[INPUT — start]
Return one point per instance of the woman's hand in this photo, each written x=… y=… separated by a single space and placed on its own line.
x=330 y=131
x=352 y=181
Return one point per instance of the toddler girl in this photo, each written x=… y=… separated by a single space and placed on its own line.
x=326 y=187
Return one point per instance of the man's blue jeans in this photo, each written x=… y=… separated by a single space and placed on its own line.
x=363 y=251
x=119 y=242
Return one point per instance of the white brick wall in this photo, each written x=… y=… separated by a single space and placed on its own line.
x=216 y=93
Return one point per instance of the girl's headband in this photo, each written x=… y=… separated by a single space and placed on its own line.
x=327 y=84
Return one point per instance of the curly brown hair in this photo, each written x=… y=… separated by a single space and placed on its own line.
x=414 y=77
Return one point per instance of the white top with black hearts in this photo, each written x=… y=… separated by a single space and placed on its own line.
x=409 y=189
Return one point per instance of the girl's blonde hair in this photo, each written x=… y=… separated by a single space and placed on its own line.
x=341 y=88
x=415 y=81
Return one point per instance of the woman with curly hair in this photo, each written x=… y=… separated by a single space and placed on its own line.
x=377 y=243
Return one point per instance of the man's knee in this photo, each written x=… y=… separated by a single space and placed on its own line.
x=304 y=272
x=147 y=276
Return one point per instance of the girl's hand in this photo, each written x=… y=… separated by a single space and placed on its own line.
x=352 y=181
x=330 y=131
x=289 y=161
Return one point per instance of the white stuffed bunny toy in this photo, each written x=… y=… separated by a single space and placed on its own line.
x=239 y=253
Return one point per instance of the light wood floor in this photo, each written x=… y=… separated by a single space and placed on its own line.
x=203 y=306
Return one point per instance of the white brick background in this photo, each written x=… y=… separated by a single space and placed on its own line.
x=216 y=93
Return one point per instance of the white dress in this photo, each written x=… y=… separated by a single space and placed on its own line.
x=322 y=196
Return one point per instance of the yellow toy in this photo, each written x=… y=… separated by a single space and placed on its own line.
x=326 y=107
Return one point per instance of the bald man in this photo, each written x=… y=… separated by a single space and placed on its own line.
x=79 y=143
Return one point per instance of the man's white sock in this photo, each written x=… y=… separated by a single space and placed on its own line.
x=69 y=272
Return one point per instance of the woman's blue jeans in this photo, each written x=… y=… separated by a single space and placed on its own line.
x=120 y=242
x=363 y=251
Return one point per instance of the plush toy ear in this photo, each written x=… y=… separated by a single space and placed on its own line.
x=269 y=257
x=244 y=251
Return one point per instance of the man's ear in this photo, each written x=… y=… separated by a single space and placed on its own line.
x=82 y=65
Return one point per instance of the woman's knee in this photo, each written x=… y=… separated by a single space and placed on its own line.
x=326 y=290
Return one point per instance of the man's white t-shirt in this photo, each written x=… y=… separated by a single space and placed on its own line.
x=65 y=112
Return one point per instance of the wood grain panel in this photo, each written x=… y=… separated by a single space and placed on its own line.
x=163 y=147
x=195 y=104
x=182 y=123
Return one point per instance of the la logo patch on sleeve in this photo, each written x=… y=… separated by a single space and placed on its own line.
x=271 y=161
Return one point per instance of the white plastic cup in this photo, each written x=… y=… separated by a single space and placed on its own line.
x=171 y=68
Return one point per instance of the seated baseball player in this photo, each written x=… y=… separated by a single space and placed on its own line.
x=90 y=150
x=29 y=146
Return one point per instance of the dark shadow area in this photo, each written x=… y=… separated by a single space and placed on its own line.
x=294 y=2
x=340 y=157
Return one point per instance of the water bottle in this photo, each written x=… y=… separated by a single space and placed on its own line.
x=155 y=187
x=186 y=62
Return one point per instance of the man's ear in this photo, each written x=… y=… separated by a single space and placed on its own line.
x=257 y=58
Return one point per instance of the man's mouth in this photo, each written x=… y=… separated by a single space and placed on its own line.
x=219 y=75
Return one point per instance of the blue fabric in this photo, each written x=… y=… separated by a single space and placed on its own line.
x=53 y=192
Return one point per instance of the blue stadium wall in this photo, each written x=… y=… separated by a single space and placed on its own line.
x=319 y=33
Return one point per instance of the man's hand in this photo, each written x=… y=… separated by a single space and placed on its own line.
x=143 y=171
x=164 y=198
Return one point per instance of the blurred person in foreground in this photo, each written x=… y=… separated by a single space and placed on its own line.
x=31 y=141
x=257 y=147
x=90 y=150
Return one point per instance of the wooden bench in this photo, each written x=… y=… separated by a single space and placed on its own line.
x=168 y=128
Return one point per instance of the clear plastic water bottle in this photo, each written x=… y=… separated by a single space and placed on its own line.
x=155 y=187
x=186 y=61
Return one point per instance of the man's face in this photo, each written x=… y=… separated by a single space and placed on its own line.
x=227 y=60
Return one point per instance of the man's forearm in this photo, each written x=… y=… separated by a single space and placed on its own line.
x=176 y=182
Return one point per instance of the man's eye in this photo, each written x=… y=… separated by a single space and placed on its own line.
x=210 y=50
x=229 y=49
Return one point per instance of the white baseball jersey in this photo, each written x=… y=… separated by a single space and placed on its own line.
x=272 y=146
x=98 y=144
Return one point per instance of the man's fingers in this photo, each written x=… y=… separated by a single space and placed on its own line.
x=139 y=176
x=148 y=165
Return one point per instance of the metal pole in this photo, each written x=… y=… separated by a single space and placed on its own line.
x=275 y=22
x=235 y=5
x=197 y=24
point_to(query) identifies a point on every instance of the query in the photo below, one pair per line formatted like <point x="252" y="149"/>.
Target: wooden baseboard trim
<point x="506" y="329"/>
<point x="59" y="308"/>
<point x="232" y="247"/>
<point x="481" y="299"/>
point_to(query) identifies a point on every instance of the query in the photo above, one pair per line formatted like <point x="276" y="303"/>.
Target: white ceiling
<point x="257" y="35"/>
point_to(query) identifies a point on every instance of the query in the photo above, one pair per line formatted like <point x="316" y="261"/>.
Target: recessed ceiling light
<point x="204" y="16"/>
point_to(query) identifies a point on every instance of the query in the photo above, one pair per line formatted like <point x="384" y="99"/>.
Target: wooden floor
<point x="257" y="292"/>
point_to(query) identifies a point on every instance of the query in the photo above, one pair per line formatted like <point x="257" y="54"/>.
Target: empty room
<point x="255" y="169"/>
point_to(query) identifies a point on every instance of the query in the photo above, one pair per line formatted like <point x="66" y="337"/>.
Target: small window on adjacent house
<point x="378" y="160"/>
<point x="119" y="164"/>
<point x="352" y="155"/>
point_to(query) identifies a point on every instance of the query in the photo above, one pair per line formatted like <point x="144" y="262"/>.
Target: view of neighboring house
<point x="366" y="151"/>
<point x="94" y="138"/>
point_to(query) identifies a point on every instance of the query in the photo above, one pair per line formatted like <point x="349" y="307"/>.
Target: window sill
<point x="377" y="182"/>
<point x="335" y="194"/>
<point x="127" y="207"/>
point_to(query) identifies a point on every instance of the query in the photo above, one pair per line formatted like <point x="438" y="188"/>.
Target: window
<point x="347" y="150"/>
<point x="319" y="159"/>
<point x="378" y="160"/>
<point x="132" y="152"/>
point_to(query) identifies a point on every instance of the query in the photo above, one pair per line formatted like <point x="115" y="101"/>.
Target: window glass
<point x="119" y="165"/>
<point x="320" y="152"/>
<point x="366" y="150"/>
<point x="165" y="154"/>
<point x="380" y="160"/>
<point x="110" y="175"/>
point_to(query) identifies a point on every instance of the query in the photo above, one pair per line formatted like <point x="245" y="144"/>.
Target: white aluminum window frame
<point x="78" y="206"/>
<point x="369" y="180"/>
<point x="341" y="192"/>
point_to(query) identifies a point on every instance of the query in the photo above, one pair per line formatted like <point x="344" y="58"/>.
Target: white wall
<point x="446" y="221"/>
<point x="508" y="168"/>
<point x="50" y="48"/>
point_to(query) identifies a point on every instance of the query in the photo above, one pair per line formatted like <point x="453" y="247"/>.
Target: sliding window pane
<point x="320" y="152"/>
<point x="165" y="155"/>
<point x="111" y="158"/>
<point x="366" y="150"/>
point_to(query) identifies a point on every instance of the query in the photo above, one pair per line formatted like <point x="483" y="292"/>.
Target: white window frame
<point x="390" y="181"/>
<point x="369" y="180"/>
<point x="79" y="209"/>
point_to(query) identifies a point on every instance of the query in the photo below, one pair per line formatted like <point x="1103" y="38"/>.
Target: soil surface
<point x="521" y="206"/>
[INPUT — finish]
[INPUT — start]
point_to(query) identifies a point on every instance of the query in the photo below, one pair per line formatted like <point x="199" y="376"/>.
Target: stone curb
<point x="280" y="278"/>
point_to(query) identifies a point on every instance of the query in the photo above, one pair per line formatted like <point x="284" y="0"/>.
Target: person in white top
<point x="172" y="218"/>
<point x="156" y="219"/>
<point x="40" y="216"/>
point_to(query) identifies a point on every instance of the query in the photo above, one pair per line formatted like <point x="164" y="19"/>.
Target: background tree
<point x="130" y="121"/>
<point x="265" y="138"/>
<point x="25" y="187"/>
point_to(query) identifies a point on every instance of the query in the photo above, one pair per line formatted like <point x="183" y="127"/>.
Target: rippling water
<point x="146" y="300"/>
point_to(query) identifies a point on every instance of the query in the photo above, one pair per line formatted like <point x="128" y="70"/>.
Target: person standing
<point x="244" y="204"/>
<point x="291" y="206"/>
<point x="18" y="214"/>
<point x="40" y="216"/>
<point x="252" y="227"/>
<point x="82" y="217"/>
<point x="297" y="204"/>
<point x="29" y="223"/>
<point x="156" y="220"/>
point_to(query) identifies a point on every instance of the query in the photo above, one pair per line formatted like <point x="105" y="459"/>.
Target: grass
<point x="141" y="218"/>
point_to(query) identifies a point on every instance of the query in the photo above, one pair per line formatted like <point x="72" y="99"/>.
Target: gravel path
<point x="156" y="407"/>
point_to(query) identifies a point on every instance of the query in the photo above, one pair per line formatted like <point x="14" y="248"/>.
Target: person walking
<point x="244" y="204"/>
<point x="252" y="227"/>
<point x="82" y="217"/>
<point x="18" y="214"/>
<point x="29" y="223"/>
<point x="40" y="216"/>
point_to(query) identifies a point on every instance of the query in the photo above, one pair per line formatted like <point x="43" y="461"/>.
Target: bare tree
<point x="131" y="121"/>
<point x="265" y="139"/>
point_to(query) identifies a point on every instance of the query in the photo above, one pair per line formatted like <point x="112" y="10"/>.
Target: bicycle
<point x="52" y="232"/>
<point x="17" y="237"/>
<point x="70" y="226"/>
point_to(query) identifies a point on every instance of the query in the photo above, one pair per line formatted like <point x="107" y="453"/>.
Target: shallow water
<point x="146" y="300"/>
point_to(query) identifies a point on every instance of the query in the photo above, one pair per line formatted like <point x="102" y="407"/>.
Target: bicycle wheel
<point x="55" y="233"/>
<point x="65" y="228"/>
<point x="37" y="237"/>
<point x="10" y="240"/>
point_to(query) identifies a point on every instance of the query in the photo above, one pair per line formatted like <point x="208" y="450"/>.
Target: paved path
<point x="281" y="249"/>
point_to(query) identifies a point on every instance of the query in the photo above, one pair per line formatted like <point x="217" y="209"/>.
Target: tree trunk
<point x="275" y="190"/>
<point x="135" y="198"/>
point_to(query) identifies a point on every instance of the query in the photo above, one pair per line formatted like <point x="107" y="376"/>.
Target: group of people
[INPUT — finish]
- THE TASK -
Lines of the data above that include the string "below" must each be copied.

- YOUR SOLUTION -
point_to(query) identifies a point on every instance of the query in the photo below, one pair per line formatted like <point x="252" y="149"/>.
point_to(query) identifies a point on every instance of the query in the photo below, one pair per line formatted like <point x="1103" y="38"/>.
point_to(query) identifies a point on every instance of the query in the photo below, one pair per line formatted like <point x="199" y="376"/>.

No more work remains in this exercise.